Task statement
In the records below, find the line containing "Mark one point on each instance of the woman with red"; copy exactly that line and all lines after it to the end, and nothing else.
*** Given data
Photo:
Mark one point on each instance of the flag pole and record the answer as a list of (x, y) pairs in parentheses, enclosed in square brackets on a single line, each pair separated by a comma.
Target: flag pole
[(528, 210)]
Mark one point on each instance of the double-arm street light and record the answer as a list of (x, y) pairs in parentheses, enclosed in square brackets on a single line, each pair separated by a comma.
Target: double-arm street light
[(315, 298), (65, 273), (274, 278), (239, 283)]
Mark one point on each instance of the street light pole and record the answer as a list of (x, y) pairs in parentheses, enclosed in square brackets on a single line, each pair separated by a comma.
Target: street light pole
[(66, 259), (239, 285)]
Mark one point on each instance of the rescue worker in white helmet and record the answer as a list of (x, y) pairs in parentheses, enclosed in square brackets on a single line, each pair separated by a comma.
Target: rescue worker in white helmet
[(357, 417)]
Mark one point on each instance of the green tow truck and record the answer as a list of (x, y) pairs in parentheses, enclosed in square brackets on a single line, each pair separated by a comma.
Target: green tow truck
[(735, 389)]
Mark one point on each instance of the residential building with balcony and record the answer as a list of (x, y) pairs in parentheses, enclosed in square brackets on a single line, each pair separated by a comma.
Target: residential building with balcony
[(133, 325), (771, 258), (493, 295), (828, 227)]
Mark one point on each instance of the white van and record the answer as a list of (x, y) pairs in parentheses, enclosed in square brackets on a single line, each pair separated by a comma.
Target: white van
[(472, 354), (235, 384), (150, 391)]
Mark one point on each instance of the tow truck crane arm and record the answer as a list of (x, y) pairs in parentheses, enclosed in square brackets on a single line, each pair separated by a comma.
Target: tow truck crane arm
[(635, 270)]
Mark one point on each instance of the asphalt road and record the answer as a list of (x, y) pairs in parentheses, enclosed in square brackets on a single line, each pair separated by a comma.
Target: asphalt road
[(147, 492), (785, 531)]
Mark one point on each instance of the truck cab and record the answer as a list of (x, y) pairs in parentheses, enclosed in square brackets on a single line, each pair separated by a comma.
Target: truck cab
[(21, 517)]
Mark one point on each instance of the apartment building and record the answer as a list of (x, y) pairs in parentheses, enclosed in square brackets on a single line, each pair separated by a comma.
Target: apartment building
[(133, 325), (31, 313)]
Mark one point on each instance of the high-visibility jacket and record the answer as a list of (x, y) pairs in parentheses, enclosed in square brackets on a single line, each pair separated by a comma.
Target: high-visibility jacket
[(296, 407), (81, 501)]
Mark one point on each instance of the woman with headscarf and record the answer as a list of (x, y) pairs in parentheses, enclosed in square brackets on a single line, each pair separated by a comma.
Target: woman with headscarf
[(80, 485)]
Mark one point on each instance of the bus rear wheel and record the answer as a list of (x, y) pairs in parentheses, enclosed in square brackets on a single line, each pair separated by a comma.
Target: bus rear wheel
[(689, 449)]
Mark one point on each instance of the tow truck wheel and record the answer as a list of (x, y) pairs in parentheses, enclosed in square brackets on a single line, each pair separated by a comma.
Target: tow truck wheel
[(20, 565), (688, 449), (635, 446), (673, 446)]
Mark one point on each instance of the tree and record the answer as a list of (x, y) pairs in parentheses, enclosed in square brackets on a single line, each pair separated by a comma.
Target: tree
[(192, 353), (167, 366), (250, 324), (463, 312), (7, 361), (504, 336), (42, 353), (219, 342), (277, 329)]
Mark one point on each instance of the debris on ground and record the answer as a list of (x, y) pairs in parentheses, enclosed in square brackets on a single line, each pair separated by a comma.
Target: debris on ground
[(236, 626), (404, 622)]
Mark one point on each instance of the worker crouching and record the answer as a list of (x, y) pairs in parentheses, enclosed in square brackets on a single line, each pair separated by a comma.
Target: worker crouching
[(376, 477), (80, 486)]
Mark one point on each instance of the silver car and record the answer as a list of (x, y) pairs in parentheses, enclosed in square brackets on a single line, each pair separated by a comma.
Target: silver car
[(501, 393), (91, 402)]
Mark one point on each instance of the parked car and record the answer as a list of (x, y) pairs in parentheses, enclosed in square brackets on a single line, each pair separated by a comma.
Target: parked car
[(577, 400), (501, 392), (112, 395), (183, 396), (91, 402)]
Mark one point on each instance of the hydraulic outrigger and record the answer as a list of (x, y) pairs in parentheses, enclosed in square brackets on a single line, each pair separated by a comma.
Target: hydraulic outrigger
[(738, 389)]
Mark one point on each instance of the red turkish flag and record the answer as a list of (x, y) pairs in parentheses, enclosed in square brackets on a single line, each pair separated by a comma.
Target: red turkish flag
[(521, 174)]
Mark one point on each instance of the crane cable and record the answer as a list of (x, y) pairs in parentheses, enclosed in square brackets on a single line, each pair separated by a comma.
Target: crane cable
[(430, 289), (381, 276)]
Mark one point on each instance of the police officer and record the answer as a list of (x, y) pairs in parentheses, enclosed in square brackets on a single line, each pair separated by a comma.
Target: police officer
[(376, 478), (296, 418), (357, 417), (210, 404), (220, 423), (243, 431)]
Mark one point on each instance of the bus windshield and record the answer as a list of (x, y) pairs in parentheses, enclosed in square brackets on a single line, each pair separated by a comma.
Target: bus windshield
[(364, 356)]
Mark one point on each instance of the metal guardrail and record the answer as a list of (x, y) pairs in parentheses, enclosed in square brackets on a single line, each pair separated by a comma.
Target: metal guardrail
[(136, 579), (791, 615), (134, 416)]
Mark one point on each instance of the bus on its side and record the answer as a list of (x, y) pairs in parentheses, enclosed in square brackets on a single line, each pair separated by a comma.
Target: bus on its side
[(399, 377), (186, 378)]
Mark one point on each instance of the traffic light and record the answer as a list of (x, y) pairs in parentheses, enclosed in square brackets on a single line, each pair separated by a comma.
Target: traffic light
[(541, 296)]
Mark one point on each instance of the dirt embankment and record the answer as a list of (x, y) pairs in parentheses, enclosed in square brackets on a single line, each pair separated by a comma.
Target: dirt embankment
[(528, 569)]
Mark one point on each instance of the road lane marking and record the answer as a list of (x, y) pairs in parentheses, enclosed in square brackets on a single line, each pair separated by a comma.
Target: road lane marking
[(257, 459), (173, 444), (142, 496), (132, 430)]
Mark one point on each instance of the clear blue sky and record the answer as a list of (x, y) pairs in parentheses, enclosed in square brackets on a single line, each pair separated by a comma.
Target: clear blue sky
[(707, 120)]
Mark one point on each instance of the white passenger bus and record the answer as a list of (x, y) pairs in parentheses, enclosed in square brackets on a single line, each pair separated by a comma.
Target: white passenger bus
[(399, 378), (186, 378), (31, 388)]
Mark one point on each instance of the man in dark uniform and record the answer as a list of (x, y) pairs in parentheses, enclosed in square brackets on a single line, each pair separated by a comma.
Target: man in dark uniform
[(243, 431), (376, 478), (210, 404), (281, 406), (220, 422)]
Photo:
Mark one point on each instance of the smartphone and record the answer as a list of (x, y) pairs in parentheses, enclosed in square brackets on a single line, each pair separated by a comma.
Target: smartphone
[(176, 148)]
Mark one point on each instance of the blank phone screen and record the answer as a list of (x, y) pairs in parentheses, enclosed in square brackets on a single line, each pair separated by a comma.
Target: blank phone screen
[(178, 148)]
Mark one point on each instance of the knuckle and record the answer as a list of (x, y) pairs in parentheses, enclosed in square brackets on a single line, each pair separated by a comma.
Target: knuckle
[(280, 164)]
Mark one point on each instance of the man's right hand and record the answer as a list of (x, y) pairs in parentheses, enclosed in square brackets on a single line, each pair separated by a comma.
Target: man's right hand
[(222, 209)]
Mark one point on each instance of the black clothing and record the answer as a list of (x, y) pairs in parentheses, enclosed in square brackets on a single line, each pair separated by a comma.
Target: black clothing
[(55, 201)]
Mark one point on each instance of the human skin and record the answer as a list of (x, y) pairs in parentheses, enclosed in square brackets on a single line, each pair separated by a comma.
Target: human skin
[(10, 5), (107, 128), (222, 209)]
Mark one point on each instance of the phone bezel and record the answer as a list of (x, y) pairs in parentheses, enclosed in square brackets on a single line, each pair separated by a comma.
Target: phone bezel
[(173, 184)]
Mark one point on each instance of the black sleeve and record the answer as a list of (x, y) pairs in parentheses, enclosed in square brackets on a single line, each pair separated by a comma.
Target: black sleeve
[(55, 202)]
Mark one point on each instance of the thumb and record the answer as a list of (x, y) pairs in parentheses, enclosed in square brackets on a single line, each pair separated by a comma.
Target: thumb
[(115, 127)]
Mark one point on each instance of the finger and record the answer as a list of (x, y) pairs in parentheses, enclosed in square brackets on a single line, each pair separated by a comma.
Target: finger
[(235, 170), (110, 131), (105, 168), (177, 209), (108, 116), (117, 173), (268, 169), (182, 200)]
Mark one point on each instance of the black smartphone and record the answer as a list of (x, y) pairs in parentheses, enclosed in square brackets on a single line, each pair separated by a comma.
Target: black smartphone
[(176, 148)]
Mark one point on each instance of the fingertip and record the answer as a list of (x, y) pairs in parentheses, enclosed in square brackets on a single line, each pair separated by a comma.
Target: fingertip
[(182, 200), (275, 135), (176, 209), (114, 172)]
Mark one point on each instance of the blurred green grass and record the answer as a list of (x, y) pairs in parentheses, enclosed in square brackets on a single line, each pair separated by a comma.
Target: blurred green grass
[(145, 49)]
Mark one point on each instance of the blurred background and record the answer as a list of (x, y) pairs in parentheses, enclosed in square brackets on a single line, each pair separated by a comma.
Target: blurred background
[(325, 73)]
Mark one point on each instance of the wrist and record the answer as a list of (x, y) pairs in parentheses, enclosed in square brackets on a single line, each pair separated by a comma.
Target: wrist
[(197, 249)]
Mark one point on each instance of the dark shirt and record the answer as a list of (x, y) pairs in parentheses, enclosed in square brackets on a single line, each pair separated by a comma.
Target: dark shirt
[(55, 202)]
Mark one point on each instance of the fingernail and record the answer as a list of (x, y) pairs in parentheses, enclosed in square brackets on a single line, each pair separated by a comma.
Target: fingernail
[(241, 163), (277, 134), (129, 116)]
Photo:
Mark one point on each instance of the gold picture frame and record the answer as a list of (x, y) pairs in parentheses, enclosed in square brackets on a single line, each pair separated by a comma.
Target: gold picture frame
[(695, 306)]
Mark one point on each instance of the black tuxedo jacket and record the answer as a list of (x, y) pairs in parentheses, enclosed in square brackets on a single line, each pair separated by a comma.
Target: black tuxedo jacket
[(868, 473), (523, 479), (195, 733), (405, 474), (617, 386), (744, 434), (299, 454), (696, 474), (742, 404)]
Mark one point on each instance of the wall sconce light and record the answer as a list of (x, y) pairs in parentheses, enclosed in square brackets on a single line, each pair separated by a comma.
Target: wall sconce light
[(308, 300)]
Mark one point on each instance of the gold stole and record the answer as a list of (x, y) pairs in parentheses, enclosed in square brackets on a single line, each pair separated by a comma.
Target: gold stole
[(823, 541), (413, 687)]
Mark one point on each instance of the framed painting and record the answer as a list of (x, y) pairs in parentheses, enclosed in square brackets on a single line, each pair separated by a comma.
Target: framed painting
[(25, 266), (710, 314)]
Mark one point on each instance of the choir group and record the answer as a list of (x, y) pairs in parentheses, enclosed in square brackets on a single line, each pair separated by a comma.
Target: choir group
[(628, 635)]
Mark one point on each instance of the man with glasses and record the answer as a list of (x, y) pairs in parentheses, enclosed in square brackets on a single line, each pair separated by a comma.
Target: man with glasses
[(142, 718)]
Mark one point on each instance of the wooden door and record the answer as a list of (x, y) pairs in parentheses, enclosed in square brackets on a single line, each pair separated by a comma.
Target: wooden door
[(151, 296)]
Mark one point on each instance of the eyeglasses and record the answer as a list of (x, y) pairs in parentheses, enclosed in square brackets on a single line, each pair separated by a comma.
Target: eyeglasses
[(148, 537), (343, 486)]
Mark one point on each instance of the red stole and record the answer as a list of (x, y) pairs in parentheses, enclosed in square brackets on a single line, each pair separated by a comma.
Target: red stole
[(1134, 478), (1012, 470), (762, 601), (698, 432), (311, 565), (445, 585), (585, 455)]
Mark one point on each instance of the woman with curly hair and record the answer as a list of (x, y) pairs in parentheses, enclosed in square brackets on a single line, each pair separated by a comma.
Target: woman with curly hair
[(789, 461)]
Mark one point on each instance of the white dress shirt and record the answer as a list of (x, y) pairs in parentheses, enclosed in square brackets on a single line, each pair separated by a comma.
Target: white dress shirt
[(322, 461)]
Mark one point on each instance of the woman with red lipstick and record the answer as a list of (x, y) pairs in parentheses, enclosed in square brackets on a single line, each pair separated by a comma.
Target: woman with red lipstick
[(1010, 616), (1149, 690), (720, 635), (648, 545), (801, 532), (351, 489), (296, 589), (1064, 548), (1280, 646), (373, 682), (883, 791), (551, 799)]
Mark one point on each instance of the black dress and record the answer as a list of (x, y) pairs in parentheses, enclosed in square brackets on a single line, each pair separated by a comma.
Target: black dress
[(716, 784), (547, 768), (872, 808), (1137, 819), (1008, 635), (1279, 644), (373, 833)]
******
Answer
Mark one point on each instance of the woman with red lipstick and record the answer as a list of (x, y) pairs in parentheses, enclosed in square brackets on a single line, each pair separated by a comma.
Target: woman with red lipstick
[(1010, 616), (1149, 690), (720, 635), (648, 545), (801, 532), (351, 489), (296, 589), (1064, 548), (1280, 646), (373, 682), (883, 791), (551, 799)]
Mark one point on each instance of the black dress and record the answer as a list of (x, y) pairs in parentheses, enclosed in square brackets on a single line, each pair separated by a comma.
Target: black dress
[(716, 784), (547, 768), (872, 808), (1137, 819), (1008, 635), (1279, 644), (373, 833)]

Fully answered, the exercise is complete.